## Problem statement
From the data below, copy exactly the lines that lie between the one holding "Target: brown t-shirt" and the one holding "139 426 L 48", including both, and nothing more.

Segment Start: Data records

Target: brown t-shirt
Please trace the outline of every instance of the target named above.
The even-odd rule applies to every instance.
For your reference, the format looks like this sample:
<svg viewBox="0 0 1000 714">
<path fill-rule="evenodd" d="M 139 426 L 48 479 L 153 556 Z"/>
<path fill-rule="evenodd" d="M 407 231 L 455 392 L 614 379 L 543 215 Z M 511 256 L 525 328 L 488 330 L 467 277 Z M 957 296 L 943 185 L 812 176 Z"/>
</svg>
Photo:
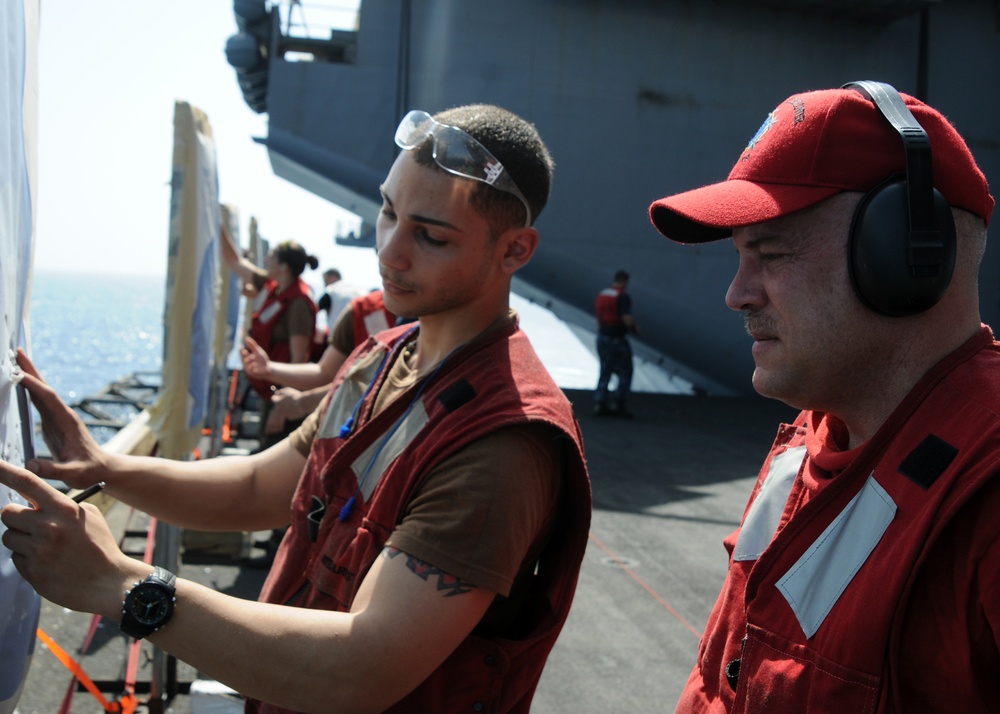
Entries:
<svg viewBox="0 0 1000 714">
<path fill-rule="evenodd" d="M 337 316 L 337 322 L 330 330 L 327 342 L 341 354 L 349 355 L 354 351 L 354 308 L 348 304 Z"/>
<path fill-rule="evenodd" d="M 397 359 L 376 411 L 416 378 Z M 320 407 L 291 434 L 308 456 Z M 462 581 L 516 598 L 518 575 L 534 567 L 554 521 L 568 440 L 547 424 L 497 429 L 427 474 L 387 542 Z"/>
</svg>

Segment End: Data records
Segment Start: Data records

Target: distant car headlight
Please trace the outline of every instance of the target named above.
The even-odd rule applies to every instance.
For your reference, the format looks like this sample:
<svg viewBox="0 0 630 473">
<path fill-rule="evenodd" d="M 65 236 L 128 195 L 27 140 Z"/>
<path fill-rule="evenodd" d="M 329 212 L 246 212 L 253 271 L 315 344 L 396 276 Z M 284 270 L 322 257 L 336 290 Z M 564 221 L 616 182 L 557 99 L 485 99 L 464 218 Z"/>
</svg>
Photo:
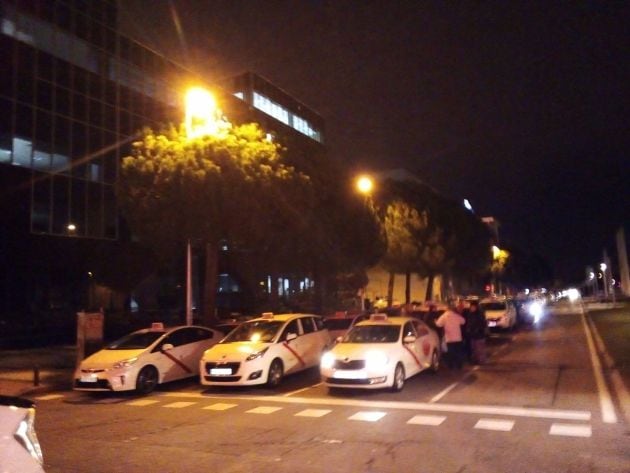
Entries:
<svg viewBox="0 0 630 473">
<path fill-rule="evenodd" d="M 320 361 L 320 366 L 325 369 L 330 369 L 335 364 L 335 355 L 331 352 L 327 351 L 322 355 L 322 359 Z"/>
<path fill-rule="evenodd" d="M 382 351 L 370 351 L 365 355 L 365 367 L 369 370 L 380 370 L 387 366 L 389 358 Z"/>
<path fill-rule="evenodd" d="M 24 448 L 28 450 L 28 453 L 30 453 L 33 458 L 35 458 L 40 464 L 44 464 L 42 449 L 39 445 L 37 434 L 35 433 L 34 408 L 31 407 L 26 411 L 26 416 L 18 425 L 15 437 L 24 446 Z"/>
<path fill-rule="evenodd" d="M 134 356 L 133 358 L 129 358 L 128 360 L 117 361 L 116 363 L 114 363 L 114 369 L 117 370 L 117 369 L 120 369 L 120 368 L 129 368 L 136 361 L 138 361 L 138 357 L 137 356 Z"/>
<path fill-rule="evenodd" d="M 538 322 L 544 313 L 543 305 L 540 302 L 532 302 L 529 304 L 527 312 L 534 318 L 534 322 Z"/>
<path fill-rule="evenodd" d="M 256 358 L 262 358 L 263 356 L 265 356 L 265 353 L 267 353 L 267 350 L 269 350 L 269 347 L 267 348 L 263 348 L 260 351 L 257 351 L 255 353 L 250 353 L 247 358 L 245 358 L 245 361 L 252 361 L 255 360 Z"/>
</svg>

Segment End: Data records

## Solution to the exercise
Target: brown t-shirt
Please trace the outline of every instance of the target named above.
The even-odd rule applies to every instance.
For your reference, the format looks like this sample:
<svg viewBox="0 0 1000 714">
<path fill-rule="evenodd" d="M 139 426 L 48 479 L 153 556 Z"/>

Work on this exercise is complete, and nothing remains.